# Zugriff von Windows auf Linuxpartition



## Amibobo (9. Februar 2017)

Hallo Forum,

Linux kann mit Windows-Partitionen umgehen, lesen und schreiben. Wie ist es umgekehrt?
Kann Windows (7 / 10) mit Linux-Partitionen umgehen?

Viele Grüße


----------



## Malkolm (9. Februar 2017)

*AW: Zugriff von Windows auf LInuxpartition*

Kommt auf das Dateisystem an. Windows unterstützt nativ imho nur NTFS, FAT (16,32,ex) undReFS. Für alles andere brauchst du Treiber von Drittanbietern um zumindest rudimentär lesen/schreiben zu können.


----------



## DKK007 (9. Februar 2017)

*AW: Zugriff von Windows auf LInuxpartition*

Wenn mache ich es eher umgedreht. Ich lege unter Windows eine Daten-Partition mit NTFS an und greife von Windows und Linux darauf zu. Allerdings geht das wenn Windows im Ruhezustand ist auch nur Read-Only. 

Mit extra Dateisystem-Treibern sollte man ausschließlich lesen (egal welches System), sonst kann man sich das gesamte Dateisystem unwiederbringlich zerschießen.

▶ Angezeigte Daten:
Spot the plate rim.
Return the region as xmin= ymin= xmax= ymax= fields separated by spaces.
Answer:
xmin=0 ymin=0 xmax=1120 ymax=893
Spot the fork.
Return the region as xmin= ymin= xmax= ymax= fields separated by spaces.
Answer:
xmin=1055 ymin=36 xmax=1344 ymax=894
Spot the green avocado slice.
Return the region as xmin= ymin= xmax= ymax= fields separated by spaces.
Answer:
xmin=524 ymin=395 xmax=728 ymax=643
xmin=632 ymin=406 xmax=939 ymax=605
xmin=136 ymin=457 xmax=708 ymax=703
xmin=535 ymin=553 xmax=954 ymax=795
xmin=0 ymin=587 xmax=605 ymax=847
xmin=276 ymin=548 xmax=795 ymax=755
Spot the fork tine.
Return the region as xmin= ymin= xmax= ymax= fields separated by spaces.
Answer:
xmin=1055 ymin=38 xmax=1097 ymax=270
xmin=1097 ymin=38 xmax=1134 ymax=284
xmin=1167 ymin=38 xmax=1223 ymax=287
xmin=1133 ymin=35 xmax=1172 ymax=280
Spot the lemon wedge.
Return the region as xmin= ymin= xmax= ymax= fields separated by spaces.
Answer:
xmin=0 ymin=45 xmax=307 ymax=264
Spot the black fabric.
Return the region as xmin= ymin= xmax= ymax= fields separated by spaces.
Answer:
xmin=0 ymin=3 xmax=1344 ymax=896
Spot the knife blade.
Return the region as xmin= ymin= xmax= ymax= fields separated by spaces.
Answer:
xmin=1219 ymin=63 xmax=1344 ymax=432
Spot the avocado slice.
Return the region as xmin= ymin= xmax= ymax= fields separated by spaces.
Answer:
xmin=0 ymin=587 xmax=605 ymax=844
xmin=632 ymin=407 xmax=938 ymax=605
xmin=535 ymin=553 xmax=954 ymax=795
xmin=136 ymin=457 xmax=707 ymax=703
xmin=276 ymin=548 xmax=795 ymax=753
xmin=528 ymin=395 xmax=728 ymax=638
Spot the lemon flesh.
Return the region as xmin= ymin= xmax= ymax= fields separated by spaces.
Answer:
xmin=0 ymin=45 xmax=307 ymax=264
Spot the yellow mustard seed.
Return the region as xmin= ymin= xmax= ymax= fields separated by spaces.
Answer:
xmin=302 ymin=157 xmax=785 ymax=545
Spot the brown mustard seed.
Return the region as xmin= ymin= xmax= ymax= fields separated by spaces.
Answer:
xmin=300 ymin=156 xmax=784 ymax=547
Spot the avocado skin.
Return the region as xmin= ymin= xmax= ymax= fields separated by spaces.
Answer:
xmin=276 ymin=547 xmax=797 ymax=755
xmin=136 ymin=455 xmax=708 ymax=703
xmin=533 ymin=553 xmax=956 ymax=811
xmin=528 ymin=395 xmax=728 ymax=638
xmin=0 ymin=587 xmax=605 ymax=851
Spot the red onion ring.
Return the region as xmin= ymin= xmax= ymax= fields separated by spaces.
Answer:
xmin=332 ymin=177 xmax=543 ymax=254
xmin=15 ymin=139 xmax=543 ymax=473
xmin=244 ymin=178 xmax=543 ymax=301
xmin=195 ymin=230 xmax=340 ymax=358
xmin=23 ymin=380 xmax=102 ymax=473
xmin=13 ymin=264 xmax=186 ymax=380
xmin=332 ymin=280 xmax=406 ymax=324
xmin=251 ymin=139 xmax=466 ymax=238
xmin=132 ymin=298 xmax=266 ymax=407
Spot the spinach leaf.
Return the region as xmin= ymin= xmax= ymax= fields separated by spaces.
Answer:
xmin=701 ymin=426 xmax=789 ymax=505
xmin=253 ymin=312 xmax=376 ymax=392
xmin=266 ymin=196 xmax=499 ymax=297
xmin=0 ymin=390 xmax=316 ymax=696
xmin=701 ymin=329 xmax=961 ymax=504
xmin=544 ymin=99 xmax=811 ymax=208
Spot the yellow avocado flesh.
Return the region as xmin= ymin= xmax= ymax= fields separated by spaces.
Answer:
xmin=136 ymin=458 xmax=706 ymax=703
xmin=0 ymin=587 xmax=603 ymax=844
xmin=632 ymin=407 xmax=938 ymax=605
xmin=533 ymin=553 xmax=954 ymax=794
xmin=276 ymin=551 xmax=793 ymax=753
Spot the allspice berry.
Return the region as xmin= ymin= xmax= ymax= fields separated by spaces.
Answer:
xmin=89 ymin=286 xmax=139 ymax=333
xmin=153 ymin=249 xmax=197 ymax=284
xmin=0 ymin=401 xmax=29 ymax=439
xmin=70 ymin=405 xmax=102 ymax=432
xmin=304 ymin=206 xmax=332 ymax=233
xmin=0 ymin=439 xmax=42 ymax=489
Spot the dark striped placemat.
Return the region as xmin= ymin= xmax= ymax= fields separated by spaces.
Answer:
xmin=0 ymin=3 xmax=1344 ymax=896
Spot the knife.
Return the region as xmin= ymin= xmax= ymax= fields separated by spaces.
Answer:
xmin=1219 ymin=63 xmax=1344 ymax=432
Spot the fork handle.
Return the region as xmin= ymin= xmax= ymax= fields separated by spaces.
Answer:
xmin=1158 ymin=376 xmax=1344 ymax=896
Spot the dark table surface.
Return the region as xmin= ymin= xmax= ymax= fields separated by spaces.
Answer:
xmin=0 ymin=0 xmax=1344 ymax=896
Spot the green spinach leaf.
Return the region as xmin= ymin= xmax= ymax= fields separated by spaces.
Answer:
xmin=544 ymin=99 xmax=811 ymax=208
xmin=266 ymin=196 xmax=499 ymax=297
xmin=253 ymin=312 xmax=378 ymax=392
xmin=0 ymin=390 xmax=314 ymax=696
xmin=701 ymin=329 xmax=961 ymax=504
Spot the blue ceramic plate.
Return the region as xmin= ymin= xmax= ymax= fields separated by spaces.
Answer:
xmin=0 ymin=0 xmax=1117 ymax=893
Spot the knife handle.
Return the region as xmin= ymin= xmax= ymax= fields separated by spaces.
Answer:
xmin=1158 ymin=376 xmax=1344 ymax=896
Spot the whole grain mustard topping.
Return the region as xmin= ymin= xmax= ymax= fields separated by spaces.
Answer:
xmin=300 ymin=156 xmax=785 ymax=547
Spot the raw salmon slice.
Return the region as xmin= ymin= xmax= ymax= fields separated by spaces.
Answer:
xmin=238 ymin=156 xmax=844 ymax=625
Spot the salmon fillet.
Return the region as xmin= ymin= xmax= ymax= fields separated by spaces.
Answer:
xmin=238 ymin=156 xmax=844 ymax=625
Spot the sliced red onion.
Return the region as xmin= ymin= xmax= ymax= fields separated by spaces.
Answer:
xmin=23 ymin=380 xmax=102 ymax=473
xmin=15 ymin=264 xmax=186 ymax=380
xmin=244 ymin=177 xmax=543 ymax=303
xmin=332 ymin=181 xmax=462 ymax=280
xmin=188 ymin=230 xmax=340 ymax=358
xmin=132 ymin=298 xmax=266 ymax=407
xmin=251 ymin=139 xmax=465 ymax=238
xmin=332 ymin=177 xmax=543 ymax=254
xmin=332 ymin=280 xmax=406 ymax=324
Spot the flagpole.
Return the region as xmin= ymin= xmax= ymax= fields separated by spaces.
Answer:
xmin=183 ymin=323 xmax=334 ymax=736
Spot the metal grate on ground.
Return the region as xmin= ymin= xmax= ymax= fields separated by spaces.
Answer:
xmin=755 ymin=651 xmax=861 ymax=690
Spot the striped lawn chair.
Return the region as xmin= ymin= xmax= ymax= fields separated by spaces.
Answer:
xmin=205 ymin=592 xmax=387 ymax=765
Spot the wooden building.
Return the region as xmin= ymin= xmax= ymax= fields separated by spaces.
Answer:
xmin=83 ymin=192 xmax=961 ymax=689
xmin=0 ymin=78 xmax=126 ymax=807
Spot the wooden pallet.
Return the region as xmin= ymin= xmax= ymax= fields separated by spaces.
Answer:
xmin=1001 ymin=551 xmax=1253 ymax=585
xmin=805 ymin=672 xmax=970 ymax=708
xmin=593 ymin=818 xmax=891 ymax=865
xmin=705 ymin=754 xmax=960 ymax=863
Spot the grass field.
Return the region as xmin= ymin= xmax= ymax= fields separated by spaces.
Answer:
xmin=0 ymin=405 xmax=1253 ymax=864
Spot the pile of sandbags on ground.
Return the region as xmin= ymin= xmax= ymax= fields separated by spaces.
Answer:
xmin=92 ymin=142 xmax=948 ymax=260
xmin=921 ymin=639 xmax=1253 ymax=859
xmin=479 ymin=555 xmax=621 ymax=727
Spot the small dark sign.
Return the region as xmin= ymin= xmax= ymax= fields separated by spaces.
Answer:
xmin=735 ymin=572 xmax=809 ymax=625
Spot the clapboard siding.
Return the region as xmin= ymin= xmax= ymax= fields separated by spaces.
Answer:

▶ Aufgabenstellung:
Prüfe, ob diese Aussagen mit dem Forumsthread übereinstimmen, und belege jedes Ja oder Nein mit den entscheidenden Worten als wörtlichem Zitat.
1. Laut Malkolm braucht man für andere Dateisysteme Treiber von Drittanbietern.
2. DKK007 legt die gemeinsame Daten-Partition unter Linux an.
3. Laut DKK007 sollte man mit extra Dateisystem-Treibern auch schreiben.
Die Auflistung spielt hier keine Rolle.

▶ Lösung:
1. Ja: „Für alles andere brauchst du Treiber von Drittanbietern um zumindest rudimentär lesen/schreiben zu können.“
2. Nein: „Ich lege unter Windows eine Daten-Partition mit NTFS an und greife von Windows und Linux darauf zu.“
3. Nein: „Mit extra Dateisystem-Treibern sollte man ausschließlich lesen (egal welches System)“